WORK INSTRUCTIONS:
Output the records, every one, exactly as given.

SOURCE MATERIAL:
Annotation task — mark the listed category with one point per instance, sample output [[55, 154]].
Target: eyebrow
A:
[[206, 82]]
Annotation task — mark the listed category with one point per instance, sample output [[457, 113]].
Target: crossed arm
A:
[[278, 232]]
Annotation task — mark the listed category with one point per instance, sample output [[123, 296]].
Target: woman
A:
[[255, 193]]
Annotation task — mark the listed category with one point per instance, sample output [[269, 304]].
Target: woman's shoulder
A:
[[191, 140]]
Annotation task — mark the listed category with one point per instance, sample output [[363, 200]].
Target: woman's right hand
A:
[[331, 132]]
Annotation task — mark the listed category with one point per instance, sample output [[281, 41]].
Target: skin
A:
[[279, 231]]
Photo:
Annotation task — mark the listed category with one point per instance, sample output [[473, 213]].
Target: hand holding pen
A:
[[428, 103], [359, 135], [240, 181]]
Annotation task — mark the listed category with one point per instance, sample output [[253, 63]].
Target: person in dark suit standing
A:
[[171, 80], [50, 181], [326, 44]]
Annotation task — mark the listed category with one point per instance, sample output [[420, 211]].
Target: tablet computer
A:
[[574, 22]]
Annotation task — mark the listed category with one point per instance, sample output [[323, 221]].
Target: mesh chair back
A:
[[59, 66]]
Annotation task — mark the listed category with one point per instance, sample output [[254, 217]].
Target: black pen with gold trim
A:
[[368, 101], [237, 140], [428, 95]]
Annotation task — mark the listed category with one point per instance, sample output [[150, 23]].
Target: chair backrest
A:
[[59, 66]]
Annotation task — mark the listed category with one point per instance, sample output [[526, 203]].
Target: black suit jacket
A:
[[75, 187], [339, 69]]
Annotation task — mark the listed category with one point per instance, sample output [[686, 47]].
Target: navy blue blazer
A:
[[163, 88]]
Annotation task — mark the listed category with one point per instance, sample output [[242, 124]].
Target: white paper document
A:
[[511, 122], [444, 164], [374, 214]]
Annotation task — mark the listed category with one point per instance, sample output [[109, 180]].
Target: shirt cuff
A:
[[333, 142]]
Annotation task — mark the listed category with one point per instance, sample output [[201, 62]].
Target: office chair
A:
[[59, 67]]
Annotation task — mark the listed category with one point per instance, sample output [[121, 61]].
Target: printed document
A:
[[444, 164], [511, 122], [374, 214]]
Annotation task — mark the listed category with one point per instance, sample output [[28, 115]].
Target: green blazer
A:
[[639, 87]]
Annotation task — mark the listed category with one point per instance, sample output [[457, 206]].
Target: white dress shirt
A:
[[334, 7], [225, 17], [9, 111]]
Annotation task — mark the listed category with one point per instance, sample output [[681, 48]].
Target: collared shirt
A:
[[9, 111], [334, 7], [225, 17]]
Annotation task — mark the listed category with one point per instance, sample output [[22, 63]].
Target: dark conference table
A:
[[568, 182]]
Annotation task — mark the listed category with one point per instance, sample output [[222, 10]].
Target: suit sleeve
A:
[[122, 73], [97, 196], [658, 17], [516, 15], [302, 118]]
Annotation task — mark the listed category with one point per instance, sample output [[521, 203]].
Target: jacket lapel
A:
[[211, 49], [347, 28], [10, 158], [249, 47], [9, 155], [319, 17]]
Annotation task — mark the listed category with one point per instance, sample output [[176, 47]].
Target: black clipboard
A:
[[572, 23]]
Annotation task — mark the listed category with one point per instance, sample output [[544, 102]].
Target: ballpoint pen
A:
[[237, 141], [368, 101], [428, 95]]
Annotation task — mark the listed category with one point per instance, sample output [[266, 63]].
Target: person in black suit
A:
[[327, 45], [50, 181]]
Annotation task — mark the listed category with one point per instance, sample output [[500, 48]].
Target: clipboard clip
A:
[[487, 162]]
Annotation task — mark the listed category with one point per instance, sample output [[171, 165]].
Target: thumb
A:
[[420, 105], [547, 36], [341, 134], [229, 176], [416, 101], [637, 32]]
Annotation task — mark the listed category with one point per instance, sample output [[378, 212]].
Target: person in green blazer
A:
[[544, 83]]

OUTPUT:
Annotation task — mark the listed category with one point per instance, sample output [[55, 154]].
Target: eyebrow
A:
[[206, 82]]
Annotation task — mark the listed category with one point per instance, sample output [[457, 113]].
Target: crossed arm
A:
[[278, 232]]
Annotation task — mark the listed category with one point per instance, sample output [[123, 296]].
Target: woman
A:
[[255, 193]]
Annotation task — mark the listed category with one point per instance, sample output [[269, 304]].
Target: woman's shoulder
A:
[[191, 140]]
Annotation task — mark the listed category with one point per instance, sample output [[363, 200]].
Target: woman's right hand
A:
[[331, 132]]
Annotation task — mark the listed category with one point per instance, sample output [[281, 41]].
Target: skin
A:
[[279, 231]]
Photo:
Annotation task — mark the listed category with one point per instance, sample output [[473, 213]].
Target: hand holding pen
A:
[[428, 103], [359, 135], [240, 181]]
Annotation task — mark the listed category with one point per instance, sample output [[253, 63]].
Target: person in dark suit standing
A:
[[171, 80], [50, 181], [326, 44]]
Annotation task — mark the listed category with one point per instance, sample output [[420, 211]].
Target: tablet computer
A:
[[574, 22]]
Annotation task — mark the listed category with one point per instance, sample output [[323, 221]].
Target: mesh chair back
A:
[[59, 66]]
Annotation task — mark the listed category with one point per instance, sample output [[254, 217]].
Target: black pen with gold trim
A:
[[368, 101], [237, 140], [428, 95]]
Annotation task — mark the listed category with one point per instance, sample output [[150, 23]].
Target: chair backrest
A:
[[59, 66]]
Annotation task — mark the listed category with one point per instance, sample output [[526, 203]].
Target: black suit jacket
A:
[[75, 187], [339, 69]]
Annotation task — mark the listed category with one point per instance, sample output [[686, 47]].
Target: navy blue blazer
A:
[[163, 88]]
Annotation task — mark the listed category with one point per instance, sample output [[242, 124]].
Target: white paper document
A:
[[511, 122], [444, 164], [374, 214]]
Annotation task — mark the listed category with one point per instance, sample output [[109, 180]].
Target: shirt cuff
A:
[[333, 142]]
Annotation task — mark the listed category with one point per instance, sample output [[201, 62]].
Target: office chair
A:
[[59, 67]]
Annotation task — mark the listed category with one point per instance, sample output [[121, 61]].
Target: printed document
A:
[[444, 164], [511, 122], [374, 214]]
Annotation task — mark the listed category with one point per instance, sample output [[28, 115]].
Target: green blazer
A:
[[639, 87]]
Annotation task — mark the listed category with one point per instance, sample output [[457, 206]].
Target: white dress shirt
A:
[[334, 7], [225, 17], [9, 111]]
Annotation task — mark the listed category with one point per instance, sample output [[681, 48]].
Target: collared shirt
A:
[[9, 111], [334, 7], [225, 17]]
Annotation task — mark the listed category with one point per instance, sample output [[22, 63]].
Target: dark conference table
A:
[[568, 182]]
Annotation task — mark the listed category with one point per instance, sample output [[222, 10]].
Target: suit sleeve
A:
[[122, 73], [97, 196], [658, 17], [516, 15], [302, 118]]
Annotation task — mark the listed category with one point per instance, sample output [[521, 203]].
Target: jacket lapel
A:
[[211, 49], [347, 28], [10, 158], [249, 47], [9, 155], [319, 17]]
Annotation task — mark the listed category with one point per instance, sample output [[176, 47]].
Target: black clipboard
A:
[[572, 23]]
Annotation task — mark the listed category with one point per instance, sample output [[544, 102]].
Target: ballpoint pen
A:
[[237, 141], [368, 101], [428, 95]]
Annotation task — mark the listed category with one point per instance, sample output [[266, 63]].
Target: person in black suit
A:
[[327, 45], [50, 181]]
Annotation task — mark the listed category with one point per instance, sample output [[500, 48]].
Target: clipboard clip
A:
[[487, 162]]
Annotation task — mark the listed category with one point per instance, sample output [[171, 165]].
Target: thumb
A:
[[420, 105], [547, 36], [341, 134], [229, 176], [416, 101], [637, 32]]
Annotation task — mark the listed category with one point per instance, sample output [[378, 212]].
Target: person in green blazer
A:
[[544, 83]]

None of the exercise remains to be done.